== Source material

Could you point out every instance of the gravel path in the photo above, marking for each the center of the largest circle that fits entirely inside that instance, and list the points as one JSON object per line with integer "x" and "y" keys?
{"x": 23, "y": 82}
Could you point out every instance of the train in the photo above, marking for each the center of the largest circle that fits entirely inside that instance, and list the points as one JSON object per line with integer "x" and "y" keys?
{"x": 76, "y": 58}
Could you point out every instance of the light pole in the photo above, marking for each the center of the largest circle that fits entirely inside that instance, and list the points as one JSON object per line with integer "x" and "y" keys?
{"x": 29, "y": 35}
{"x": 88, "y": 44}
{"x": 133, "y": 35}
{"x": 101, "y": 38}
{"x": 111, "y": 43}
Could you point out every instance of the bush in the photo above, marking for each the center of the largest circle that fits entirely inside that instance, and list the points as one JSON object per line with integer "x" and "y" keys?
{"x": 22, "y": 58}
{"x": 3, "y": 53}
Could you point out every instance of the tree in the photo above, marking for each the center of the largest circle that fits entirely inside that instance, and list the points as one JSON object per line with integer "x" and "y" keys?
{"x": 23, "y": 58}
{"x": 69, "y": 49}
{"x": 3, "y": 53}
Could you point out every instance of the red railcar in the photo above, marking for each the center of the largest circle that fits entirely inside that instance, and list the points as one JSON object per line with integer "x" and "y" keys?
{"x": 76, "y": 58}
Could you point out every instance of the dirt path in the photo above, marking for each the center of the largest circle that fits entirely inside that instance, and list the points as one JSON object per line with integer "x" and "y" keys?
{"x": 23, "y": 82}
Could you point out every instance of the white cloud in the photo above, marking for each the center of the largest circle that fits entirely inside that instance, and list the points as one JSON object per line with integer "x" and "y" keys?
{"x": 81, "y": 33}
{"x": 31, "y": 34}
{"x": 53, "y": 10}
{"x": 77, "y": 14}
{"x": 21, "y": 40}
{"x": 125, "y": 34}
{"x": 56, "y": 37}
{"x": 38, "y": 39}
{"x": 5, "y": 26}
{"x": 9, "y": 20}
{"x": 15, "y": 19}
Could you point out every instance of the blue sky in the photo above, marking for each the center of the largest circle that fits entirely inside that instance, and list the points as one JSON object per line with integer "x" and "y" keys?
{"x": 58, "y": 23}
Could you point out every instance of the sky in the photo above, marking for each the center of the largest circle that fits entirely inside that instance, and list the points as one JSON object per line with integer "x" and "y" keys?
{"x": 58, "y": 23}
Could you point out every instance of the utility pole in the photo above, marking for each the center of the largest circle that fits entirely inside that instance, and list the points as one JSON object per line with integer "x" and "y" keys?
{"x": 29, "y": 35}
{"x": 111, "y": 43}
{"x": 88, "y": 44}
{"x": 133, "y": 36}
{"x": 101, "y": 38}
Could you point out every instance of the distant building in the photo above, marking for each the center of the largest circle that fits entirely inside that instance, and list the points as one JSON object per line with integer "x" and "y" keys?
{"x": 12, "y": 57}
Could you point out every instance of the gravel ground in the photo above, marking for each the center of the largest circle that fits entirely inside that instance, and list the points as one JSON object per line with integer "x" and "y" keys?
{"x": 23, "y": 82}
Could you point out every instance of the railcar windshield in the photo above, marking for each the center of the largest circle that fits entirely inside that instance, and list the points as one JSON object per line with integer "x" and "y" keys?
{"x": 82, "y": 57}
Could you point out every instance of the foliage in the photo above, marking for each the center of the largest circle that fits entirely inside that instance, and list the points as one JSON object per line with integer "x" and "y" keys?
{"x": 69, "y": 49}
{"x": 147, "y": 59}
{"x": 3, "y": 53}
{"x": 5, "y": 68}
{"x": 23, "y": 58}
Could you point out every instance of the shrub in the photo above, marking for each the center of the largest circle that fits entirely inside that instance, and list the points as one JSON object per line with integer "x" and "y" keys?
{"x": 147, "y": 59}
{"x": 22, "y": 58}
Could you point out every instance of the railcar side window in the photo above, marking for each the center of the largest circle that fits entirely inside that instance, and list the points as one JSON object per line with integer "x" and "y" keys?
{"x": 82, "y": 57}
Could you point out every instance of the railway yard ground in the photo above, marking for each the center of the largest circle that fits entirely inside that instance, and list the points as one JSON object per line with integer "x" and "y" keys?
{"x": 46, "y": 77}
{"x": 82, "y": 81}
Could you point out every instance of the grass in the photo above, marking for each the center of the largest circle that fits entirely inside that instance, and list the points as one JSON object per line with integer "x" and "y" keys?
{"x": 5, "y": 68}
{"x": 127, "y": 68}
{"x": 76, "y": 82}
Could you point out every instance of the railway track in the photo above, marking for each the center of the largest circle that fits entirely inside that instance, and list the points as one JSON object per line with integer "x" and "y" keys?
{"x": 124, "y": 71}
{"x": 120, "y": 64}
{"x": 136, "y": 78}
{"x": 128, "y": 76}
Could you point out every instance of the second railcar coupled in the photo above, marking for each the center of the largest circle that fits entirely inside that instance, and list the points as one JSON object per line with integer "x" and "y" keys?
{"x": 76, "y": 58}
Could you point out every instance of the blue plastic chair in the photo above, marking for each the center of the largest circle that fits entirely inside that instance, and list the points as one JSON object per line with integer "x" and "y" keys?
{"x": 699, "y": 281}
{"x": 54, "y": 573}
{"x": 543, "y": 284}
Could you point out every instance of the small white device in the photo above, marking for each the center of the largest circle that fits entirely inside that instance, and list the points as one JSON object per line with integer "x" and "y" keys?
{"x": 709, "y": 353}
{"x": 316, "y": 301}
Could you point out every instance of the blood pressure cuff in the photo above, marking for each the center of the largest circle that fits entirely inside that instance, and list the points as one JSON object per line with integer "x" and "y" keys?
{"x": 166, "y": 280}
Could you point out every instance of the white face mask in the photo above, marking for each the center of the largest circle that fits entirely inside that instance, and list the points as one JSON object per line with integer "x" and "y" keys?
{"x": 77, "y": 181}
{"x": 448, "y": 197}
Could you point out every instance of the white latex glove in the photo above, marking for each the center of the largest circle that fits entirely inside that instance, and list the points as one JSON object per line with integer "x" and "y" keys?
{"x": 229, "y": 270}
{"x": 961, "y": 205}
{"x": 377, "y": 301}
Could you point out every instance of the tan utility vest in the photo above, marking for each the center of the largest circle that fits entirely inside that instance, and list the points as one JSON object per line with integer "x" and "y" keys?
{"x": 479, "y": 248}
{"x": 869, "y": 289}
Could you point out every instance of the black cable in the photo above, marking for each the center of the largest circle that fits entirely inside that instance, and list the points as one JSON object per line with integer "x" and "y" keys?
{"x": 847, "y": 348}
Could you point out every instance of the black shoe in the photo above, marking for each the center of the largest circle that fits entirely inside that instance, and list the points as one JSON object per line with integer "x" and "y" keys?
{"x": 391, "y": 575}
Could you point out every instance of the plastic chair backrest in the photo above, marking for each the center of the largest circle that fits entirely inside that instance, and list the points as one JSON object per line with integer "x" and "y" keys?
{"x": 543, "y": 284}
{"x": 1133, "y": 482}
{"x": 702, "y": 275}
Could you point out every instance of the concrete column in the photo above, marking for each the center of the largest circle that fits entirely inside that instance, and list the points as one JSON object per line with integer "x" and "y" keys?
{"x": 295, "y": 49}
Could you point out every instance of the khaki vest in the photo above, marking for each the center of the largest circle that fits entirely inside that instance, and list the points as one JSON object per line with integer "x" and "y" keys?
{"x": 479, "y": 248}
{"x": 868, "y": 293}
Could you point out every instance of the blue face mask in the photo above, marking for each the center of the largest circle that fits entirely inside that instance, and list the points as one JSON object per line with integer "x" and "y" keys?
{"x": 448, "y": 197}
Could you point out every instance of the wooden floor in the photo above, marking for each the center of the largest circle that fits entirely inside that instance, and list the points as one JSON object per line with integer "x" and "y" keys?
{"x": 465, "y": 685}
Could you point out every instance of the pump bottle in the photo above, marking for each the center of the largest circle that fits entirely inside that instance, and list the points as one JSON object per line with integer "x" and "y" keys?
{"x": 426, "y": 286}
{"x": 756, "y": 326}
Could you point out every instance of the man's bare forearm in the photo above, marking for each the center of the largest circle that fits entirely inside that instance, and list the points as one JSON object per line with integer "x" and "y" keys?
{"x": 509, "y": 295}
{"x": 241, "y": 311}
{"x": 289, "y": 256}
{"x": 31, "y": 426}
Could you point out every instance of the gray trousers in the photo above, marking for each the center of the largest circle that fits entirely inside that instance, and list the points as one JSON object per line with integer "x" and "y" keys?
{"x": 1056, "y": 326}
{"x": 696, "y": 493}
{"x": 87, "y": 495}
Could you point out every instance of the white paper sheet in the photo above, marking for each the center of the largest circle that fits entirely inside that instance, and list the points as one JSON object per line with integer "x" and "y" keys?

====

> **Instructions for the task**: The lines from the one holding "Could you point out every instance of the pump" to the last line of the entries, both included: retype them exactly and give nothing else.

> **Solution to this exercise**:
Could you point out every instance of the pump bottle in the photo above, marking for each the center of the largest circle that fits entirely inside that instance, and list the points as one JSON object per line with integer "x" and "y" keys?
{"x": 426, "y": 286}
{"x": 756, "y": 326}
Could you point out every instance of the man's bare forearm in the photo above, marking for each the center of the largest circle that fits entirely inside that instance, and list the points as one JSON object per line with integer "x" and "y" keys?
{"x": 509, "y": 295}
{"x": 241, "y": 311}
{"x": 289, "y": 256}
{"x": 31, "y": 426}
Could you point out every instance of the gray trousers in the photo above, marking for each the center of the largest circle that fits entirely inside that instance, and list the points as one JSON object per line with integer "x" and "y" keys?
{"x": 1056, "y": 326}
{"x": 696, "y": 493}
{"x": 87, "y": 495}
Could you point out every instance of the white paper sheet in the photo above, marking for each the center of the largest circle that fits entirely inside that instance, and list the points as one JSON object per line with integer "x" and "y" keys?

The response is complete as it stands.